- _Dataset entries_:
- Opening Delimiter -

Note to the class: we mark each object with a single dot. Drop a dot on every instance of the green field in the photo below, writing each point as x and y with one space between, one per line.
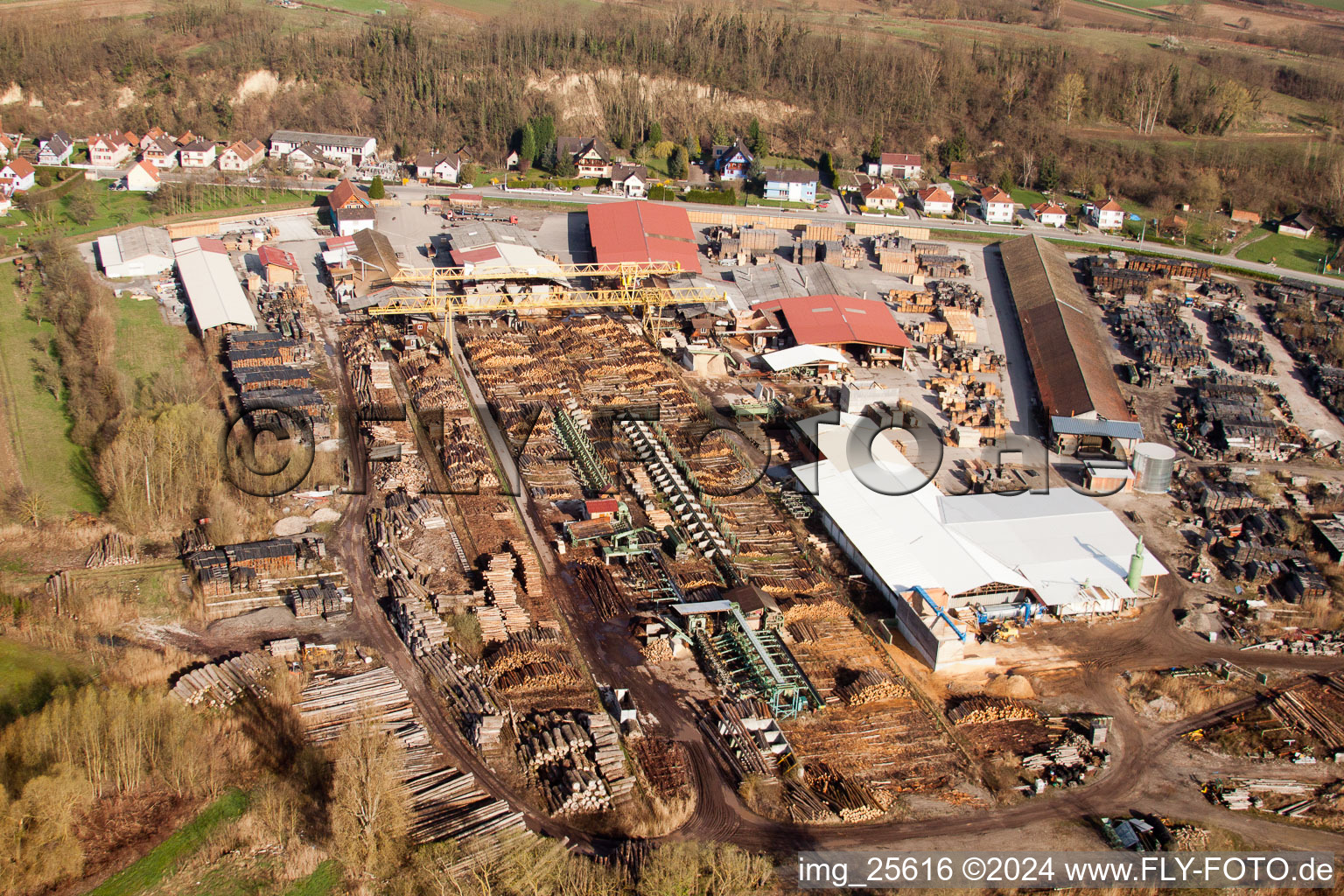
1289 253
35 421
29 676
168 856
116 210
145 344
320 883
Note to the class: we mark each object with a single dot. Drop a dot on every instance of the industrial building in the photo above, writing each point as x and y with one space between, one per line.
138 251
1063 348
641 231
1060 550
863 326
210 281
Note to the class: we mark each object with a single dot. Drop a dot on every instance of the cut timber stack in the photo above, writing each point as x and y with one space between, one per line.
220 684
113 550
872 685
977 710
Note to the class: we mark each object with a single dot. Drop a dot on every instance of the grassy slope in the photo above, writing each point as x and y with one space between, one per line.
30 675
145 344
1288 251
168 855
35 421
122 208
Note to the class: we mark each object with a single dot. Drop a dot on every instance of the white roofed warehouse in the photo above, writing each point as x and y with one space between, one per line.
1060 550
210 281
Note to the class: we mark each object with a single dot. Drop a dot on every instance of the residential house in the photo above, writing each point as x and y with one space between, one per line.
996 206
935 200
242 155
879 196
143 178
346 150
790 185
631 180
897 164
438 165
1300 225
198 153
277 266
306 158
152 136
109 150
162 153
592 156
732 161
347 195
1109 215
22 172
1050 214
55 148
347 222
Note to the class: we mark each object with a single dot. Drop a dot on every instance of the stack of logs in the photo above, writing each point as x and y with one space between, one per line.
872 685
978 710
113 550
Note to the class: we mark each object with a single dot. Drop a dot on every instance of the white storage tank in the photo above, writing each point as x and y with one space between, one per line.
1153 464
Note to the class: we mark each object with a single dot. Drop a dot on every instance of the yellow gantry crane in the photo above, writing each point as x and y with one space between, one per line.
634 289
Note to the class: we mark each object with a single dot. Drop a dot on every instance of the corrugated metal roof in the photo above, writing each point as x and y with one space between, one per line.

- Closing Delimiter -

- _What is being asked_:
Please transcribe the material above exactly as written. Leave the pictures out.

- _Answer space_:
Note to the class: we mark each object with a single dot. Drop a dot on every instance of the green field in the photo below, writing each point as x and y with one space between, one per line.
1289 253
35 421
29 676
168 856
116 210
145 344
320 883
Note to the class: we mark each object with a single dot. Drop a dot on every instance of the industrial building in the photo above, writing each point as x and y with one space between, one per line.
138 251
1063 348
641 231
1060 550
863 326
210 281
Note to the class: we mark each object with a single dot. Drop a dot on every instance of the cut timber stack in the photo above, writing each point as x and y with one space between, one per line.
220 684
113 550
872 685
977 710
Note to the class: we mark each object with a single dot. Drop a dot on every instance of the grassy slope in the photo above, writing each point as x and y with one space between, one per line.
30 675
145 344
1288 251
168 855
35 421
122 208
Note to the class: we mark each object with a single dot. Drop a dot on every instance of the white roofed warehouse in the photo above, writing each point as x and y with one space between, one per line.
1060 550
210 281
Note to the class: we mark each object with a single dot. Drop a dot on every instance of the residential house in the photo above, writing each point as x and y with one space between, one per line.
996 206
935 200
242 155
879 196
143 178
346 150
790 185
631 180
897 164
438 165
1300 225
198 153
277 266
306 158
152 136
109 150
162 153
592 156
732 161
347 195
1109 215
22 172
1050 214
55 148
347 222
Note to the class: we mark each object with a single dot. Drop a dot on every instance of the stack of logs in the photo above, writing each point as x and y with one space between, one per line.
872 685
978 710
113 550
Note to the class: we mark each object with a single dot. Drop a dot on every instance of the white storage tank in the photo above, writing each point as x and y with one space between, one per line.
1153 464
Note to the class: we mark each object with a single dot. Drop a dot on every instance of the yellow gantry crane in the photo above, writing each point as x and y with one space between, one per line.
634 289
Note to the class: we mark each object with a single dot. Drop a dot on every instance of the corrugated metal roof in the photo above, writing each point as x and y with one space between, one per line.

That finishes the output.